REQUISITOS DEL EJERCICIO =>
(a) Transcribe del texto sobre la alegría el pasaje que va desde "-Sufrir por ejemplo" hasta "que son máscaras.", este último incluido.
(b) Responde estas preguntas con lo que dice el texto sobre la alegría:
(i) ¿De qué es señal la alegría?
(ii) ¿Qué sentimiento es muy propio de la alegría auténtica?
(iii) ¿Quiénes decían "Bonum est diffusivum sui"?
(c) Prolonga el texto sobre la alegría, por favor, a partir de su última oración.

FRAGMENTO PARA LEER =>
========================================

Esto lo sabe cualquiera que haya experimentado la
alegría profunda, la alegría del corazón, esa alegría que va más allá de pasar
un buen rato más o menos agradable, más o menos placentero. Por supuesto que la
alegría y el placer no están reñidos, pueden ir juntos, pero aquella es mucho
más que este porque la alegría es más profunda y va más lejos que el simple
pasarlo bien que nos ofrece el placer. Incluso puede darse la aparente paradoja
de que alguien lo esté pasando mal.
-Sufrir por ejemplo una grave enfermedad- y
mantener sin embargo la alegría en su ser profundo, alegría que es la que le
permite precisamente enfrentar hidalgamente y con buen ánimo esa enfermedad o
esa mala noticia que recibió. Sí, la alegría es saludable; es señal de buena
salud mental. Es un sentimiento muy grato, muy profundo, íntimo, pero que brota
por todos los poros de nuestro ser; no se puede ocultar, se manifiesta de
múltiples maneras. Por ser un sentimiento profundo la alegría tampoco se puede
disimular ni manipular; puede alguien sí poner caras alegres, andar con
sonrisas de oreja a oreja, pero pronto nos damos cuenta de que no se trata más
que de eso: de caras que son máscaras.
Hay algo que es muy propio de la alegría auténtica,
de buena calidad, que es el sentimiento de plenitud. Cuando mis lectores han
sentido ese tipo de alegría han vivido la experiencia de un corazón rebosante,
lleno, henchido de gozo, que salta de júbilo. Es como algo que rebalsa, que
brota de uno mismo y se derrama hacia los demás. Por eso es por lo que la
alegría es contagiosa, beneficiosamente contagiosa; es algo bueno y lo bueno se
irradia por sí mismo: “Bonum est diffusivum sui” decían los antiguos
escolásticos medievales.

========================================

Datos de señalamiento de expresiones referenciales:
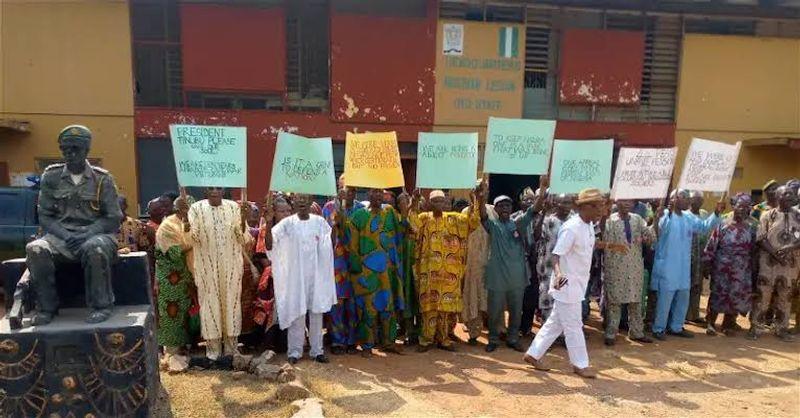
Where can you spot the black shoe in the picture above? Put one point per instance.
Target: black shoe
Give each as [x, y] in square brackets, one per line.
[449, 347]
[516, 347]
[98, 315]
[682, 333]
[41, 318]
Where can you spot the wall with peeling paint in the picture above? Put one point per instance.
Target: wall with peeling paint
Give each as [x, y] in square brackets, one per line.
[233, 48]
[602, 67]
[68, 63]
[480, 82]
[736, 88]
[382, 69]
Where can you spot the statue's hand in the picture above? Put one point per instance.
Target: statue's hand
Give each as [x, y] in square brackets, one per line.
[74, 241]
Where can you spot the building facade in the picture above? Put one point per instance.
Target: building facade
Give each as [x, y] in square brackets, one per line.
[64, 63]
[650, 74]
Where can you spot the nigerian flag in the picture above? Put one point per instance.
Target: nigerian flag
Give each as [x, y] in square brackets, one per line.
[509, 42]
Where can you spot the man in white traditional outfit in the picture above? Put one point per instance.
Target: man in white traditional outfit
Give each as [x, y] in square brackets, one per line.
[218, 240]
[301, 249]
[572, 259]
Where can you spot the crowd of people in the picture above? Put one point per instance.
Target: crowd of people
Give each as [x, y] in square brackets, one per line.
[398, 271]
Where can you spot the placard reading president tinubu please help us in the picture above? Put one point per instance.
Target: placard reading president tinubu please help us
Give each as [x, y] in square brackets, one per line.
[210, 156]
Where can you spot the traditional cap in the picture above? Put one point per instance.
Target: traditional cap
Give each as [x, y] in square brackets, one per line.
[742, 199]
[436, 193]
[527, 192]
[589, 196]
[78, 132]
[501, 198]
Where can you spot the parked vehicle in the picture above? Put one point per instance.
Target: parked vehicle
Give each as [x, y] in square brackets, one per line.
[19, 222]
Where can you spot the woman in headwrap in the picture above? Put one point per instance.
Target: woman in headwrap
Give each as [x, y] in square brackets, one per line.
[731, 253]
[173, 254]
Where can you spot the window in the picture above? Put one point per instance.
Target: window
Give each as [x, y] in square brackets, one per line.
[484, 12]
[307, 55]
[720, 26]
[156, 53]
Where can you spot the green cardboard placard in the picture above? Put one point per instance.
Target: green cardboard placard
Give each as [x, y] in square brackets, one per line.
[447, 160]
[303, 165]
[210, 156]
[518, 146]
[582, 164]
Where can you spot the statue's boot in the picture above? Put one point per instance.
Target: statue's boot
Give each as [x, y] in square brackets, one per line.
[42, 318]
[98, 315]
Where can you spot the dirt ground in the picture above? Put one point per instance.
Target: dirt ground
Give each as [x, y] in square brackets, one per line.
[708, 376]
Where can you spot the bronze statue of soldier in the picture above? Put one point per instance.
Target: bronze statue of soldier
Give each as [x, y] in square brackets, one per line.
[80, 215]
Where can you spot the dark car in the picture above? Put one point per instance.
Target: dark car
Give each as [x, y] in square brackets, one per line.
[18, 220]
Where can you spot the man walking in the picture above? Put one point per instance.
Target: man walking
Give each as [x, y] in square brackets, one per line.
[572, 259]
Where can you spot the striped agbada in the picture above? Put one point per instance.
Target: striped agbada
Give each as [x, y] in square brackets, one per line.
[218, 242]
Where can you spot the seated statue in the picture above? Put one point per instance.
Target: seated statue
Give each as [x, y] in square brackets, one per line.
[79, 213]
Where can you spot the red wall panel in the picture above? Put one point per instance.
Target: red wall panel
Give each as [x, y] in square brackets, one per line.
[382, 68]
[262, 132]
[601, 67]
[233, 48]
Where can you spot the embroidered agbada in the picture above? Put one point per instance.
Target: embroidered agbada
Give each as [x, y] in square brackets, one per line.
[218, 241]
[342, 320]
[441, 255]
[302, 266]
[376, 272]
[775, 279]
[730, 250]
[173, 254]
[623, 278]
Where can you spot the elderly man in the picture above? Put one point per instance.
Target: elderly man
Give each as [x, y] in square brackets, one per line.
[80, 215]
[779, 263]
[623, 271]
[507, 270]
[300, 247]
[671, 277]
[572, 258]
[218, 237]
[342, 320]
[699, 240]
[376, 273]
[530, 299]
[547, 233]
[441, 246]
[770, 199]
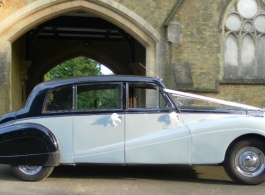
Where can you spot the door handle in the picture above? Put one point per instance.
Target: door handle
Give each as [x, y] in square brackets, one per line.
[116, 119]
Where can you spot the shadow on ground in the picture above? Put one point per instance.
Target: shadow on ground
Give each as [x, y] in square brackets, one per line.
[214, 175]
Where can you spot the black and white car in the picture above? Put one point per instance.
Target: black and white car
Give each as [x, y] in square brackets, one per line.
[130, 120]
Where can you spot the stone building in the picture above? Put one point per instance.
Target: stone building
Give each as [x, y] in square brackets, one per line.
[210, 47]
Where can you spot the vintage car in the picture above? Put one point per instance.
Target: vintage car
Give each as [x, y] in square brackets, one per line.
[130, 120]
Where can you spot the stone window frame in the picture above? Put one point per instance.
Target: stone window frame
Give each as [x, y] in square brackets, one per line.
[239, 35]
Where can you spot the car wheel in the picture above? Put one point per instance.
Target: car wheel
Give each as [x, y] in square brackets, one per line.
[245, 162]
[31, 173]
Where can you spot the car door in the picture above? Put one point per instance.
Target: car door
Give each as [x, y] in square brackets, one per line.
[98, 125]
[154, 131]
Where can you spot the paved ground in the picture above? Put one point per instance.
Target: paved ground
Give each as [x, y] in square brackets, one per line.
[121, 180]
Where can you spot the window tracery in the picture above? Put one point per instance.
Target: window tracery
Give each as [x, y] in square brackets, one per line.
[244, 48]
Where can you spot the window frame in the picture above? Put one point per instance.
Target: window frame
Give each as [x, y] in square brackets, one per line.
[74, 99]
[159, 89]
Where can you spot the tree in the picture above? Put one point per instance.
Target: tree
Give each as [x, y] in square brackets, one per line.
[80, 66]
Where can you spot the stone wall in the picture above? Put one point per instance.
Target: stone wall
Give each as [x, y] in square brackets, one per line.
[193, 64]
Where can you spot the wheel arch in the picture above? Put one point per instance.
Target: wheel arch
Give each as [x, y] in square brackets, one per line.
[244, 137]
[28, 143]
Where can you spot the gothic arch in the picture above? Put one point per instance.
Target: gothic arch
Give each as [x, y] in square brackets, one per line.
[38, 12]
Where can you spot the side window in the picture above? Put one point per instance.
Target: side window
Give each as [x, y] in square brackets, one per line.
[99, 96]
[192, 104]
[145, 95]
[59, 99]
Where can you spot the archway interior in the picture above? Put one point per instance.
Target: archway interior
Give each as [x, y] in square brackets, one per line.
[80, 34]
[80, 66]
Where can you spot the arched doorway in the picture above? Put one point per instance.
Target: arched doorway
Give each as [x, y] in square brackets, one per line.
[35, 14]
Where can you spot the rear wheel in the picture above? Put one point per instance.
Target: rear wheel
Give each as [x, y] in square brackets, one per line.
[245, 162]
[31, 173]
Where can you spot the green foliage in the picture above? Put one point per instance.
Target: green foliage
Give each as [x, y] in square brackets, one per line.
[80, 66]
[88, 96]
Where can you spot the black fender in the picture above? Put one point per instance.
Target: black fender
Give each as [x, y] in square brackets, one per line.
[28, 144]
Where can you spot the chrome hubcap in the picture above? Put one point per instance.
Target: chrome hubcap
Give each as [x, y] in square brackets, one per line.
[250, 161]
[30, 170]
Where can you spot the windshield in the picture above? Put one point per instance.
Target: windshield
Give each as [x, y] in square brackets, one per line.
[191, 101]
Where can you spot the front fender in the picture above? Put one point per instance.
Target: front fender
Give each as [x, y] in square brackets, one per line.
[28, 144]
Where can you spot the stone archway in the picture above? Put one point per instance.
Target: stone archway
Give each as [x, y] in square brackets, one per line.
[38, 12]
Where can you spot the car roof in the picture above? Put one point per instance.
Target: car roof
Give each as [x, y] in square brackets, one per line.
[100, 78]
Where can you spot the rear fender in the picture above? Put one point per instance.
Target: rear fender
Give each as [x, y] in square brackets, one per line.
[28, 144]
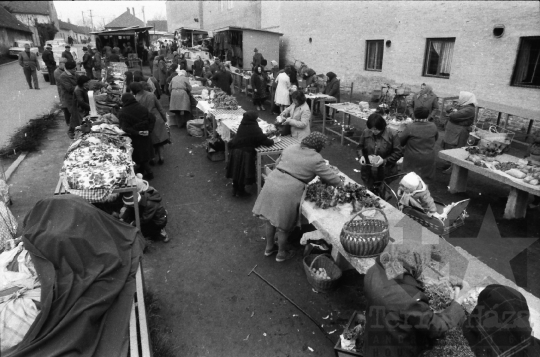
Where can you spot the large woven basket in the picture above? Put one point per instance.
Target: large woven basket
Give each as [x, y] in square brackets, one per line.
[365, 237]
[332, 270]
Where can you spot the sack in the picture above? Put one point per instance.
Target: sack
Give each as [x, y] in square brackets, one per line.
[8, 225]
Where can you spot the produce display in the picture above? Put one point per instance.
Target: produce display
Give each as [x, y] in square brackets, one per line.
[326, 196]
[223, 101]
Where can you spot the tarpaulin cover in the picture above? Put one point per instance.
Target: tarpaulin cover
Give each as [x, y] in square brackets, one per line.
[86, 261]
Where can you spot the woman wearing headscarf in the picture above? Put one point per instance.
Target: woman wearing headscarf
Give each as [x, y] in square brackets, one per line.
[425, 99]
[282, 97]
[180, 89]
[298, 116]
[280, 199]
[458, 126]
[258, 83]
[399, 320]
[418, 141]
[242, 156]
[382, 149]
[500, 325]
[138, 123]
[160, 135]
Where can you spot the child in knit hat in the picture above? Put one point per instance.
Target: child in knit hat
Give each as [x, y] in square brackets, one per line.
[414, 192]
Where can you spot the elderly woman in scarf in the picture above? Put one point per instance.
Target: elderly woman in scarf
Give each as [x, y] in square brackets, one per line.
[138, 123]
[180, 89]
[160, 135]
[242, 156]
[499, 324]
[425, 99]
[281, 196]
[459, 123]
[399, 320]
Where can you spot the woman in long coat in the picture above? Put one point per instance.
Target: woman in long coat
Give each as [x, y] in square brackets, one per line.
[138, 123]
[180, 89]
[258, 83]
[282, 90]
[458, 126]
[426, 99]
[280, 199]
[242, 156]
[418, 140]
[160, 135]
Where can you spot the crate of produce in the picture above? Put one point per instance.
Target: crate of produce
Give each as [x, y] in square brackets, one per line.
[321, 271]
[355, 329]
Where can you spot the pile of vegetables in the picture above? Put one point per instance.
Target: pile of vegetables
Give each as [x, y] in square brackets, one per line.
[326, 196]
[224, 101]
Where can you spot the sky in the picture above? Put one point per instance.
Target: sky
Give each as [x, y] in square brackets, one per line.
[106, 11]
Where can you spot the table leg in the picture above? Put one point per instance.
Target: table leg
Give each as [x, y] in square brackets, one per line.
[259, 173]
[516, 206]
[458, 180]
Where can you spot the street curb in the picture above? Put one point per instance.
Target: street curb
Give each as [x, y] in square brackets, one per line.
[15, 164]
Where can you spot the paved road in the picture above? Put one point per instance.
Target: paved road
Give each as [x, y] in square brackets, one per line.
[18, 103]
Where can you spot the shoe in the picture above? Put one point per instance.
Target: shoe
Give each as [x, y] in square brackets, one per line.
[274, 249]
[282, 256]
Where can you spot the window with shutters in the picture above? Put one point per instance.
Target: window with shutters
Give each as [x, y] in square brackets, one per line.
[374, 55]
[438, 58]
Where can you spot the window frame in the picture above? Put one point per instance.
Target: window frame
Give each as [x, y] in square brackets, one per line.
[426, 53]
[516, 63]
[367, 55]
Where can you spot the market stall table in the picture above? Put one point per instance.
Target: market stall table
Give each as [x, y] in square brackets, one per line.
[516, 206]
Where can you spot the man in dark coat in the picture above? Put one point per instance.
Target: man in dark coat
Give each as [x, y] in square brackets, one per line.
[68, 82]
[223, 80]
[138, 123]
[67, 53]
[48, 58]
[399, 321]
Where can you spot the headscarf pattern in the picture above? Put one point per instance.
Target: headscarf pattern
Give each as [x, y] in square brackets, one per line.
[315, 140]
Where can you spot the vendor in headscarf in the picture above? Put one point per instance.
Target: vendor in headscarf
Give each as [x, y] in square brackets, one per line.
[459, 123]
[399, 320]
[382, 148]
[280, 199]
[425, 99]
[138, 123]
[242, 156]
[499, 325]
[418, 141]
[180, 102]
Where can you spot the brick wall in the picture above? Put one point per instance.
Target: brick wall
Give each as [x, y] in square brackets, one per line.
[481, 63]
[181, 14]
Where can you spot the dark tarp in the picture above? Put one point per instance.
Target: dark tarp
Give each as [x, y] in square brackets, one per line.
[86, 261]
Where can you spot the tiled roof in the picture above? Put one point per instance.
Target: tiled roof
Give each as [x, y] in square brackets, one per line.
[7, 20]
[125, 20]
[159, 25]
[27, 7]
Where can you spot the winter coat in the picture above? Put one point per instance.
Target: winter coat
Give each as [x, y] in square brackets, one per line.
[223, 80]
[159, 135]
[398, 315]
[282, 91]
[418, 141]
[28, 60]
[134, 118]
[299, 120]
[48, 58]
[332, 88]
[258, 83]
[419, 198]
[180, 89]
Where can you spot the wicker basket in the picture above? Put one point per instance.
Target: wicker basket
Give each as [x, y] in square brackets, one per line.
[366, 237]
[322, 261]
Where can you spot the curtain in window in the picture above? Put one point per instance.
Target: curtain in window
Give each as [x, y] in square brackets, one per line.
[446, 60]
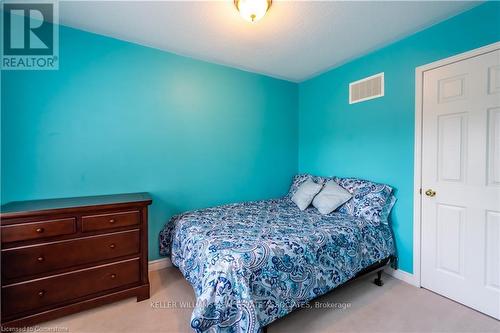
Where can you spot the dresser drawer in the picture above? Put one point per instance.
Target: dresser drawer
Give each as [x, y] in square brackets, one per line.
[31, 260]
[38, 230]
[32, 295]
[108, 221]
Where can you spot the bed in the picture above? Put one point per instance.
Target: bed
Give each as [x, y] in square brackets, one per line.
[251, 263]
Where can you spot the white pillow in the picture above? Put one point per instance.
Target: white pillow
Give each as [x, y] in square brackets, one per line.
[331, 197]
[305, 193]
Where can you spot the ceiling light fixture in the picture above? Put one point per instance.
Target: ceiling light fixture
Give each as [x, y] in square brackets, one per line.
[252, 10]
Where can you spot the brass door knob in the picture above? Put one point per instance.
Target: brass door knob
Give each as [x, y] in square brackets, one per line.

========================================

LISTA DE RESPUESTAS =>
(a)
-Sufrir por ejemplo una grave enfermedad- y
mantener sin embargo la alegría en su ser profundo, alegría que es la que le
permite precisamente enfrentar hidalgamente y con buen ánimo esa enfermedad o
esa mala noticia que recibió. Sí, la alegría es saludable; es señal de buena
salud mental. Es un sentimiento muy grato, muy profundo, íntimo, pero que brota
por todos los poros de nuestro ser; no se puede ocultar, se manifiesta de
múltiples maneras. Por ser un sentimiento profundo la alegría tampoco se puede
disimular ni manipular; puede alguien sí poner caras alegres, andar con
sonrisas de oreja a oreja, pero pronto nos damos cuenta de que no se trata más
que de eso: de caras que son máscaras.

(b)
(i) De buena salud mental.
(ii) El sentimiento de plenitud.
(iii) Los antiguos escolásticos medievales.

(c)
La persona que vive esta alegría se siente livianita,
ágil, libre, ligera de equipaje. Por eso nuestras sabias expresiones populares
utilizan un vocabulario muy gráfico para manifestar esto mismo: “saltar de
alegría”. Solo puede saltar así quien se ha desprendido de sus pesos pesados y
los ha arrojado definitivamente lejos de sí. Por lo mismo esta persona
rebosante de gozo, que salta de júbilo, se siente inmediatamente impulsada a
correr en ayuda de los demás; su alegría contagiosa le impide quedarse cerrada
en sí misma en su aislamiento, en su individualismo. Por eso vemos que las
personas felices, las que llevan la alegría en su corazón, tienden siempre a
ayudar a los demás en forma espontánea, sencilla, sin esperar nada a cambio.
En la parábola de “El caballero de la armadura
oxidada” de Robert Fisher, este buen caballero se ve libre de su pesada
armadura –vivir de las apariencias- una vez que recorre el sendero de la verdad
y atraviesa los castillos del silencio, del conocimiento y de la voluntad. Al
conocerse con toda verdad y humildad, de su corazón brotan nobles sentimientos
que le hacen llorar de emoción; sus cálidas lágrimas corroen las más recónditas
junturas de su odiosa armadura que por fin se desintegra por completo, y él
queda liberado de sus propios miedos y temores, de sus propias falsas imágenes.
Es entonces cuando su corazón, rebosante de
alegría, empieza a amar de verdad a los suyos, a las personas que forman su
entorno, a la misma naturaleza. Por fin se ve hombre libre, feliz,
profundamente alegre que percibe la alegría y el dolor de los otros. Llegan a
su corazón los gozos y esperanzas, las penas y angustias de los demás porque ya
no tiene armaduras puestas, porque se ha liberado de sus pesadas mochilas,
porque al fin ya no vive pendiente del qué dirán. Ahora ya no pretende competir
con nadie; solo quiere ser auténtico, fiel a sí mismo. Su alegría íntima
desborda y se convierte en amor. He ahí la persona feliz.